What you have to do
Duplicate the stretch of the Lawrence Blair biography from "Lawrence Blair is" through "past 35 years.", word for word.

- Born: Surrey, England
- Education: Lancaster University
- Occupations: Anthropologist; author; explorer; film maker;
- Years active: 1972–present
- Known for: Ring of Fire: An Indonesian Odyssey
- Website: drlawrenceblair.com

= Lawrence Blair =

Anthropologist, author, explorer and filmmaker

Lawrence Blair is an English anthropologist, author, explorer and filmmaker. He is the writer, presenter and co-producer of the TV series Ring of Fire, an Emmy award nominee and winner of the 1989 National Educational Film and Video Festival Silver Apple awards. Born in England, he has been a resident of Bali, Indonesia for the past 35 years.

==Life and career==
Lawrence Blair emigrated from England to Mexico with his parents and his brother Lorne in his early years. He has been a diver in Mexico and Indonesia, a fisherman in Alaska, an actor, a model, a photographer and an interpreter. He earned his PhD at Lancaster University, England with a doctoral thesis exploring and defining the field of psycho-anthropology.

He wrote the book Rhythms of Vision: The Changing Patterns of Belief in 1976 in which he discussed sacred geometry, subtle energy, chakras, spiritual planes of existence and many other topics, the book has been compared to the work of the occultist Corinne Heline and the theosophist Alice Bailey. The book is most well known for first discussing the Hundredth monkey effect. Lyall Watson was a friend of Blair's and wrote a foreword for the book.

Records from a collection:

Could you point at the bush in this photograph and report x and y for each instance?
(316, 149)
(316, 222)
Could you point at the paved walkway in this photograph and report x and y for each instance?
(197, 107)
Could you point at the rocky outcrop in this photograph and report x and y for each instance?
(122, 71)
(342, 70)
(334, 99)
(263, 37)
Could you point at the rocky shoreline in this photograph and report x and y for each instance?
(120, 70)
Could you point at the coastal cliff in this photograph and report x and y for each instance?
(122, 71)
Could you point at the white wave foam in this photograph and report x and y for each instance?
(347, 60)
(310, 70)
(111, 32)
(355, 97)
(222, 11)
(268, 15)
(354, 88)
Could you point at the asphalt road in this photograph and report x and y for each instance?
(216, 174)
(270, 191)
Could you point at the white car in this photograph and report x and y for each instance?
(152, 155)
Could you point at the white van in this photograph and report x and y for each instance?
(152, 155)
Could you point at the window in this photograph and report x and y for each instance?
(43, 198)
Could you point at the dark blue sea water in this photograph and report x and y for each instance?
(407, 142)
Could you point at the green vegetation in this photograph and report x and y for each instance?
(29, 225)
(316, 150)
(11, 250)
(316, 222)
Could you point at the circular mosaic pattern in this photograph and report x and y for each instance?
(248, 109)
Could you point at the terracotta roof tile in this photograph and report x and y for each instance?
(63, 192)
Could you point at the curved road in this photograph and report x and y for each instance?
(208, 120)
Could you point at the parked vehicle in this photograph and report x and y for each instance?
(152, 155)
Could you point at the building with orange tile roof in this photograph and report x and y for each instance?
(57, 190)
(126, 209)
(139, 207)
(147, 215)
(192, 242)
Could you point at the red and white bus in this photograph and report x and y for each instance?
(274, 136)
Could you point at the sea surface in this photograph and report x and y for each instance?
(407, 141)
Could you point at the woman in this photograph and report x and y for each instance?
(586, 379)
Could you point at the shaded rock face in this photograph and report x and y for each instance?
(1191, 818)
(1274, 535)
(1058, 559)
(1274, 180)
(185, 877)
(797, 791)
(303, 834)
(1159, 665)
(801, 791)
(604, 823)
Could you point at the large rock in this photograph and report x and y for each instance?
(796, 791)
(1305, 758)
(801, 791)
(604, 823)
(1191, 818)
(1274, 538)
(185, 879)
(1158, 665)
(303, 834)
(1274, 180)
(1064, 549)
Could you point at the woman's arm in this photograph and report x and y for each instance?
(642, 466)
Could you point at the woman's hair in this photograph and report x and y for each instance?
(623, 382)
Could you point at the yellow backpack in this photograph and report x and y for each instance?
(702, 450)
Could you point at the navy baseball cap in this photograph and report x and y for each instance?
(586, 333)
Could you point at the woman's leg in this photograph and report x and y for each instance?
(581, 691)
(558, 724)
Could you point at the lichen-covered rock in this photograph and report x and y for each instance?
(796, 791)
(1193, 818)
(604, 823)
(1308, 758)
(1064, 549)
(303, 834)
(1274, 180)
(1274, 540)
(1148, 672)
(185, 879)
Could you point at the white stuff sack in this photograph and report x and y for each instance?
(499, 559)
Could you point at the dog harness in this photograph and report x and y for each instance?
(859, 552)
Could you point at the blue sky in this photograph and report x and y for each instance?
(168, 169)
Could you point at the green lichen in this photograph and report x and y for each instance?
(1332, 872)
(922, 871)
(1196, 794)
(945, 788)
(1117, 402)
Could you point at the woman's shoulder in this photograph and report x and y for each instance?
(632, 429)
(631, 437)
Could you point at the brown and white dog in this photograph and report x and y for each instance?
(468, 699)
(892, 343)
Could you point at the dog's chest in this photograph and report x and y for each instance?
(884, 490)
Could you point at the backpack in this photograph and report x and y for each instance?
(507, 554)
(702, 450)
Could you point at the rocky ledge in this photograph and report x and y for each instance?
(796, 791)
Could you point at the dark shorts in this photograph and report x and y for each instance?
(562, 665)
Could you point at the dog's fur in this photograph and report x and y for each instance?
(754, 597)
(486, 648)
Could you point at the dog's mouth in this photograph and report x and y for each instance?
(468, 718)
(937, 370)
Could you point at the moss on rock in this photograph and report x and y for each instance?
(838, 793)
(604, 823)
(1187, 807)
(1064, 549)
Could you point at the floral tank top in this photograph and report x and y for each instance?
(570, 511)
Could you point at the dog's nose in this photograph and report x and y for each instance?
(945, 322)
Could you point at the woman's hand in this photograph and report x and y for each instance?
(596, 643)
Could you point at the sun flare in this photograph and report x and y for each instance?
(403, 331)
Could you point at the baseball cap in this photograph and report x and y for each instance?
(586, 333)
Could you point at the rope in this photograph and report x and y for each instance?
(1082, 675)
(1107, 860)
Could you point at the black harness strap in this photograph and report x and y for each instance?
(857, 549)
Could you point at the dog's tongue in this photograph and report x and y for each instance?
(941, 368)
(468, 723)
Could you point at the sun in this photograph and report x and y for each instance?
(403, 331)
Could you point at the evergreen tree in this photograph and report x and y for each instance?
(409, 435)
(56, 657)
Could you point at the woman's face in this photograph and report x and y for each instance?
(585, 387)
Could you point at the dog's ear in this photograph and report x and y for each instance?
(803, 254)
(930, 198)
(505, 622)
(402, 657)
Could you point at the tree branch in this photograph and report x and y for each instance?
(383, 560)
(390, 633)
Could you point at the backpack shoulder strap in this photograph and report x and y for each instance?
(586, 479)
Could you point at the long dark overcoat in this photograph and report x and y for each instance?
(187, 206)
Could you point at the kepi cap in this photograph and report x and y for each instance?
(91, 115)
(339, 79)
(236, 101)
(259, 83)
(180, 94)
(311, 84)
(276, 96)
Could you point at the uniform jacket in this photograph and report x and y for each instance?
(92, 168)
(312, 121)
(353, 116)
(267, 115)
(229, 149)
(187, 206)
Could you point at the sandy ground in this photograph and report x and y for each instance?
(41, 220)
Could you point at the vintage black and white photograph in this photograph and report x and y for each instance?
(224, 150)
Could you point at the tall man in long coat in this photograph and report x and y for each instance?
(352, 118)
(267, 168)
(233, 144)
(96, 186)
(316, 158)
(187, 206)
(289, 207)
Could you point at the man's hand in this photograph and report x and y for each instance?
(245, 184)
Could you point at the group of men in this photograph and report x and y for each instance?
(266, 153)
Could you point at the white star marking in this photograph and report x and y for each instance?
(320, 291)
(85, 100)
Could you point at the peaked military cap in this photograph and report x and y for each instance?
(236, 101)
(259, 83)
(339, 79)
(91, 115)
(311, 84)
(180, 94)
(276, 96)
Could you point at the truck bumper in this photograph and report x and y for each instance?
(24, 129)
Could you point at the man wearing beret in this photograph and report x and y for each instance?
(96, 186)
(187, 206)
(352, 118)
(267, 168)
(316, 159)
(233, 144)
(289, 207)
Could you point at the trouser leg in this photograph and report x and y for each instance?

Answer for the task
Lawrence Blair is an English anthropologist, author, explorer and filmmaker. He is the writer, presenter and co-producer of the TV series Ring of Fire, an Emmy award nominee and winner of the 1989 National Educational Film and Video Festival Silver Apple awards. Born in England, he has been a resident of Bali, Indonesia for the past 35 years.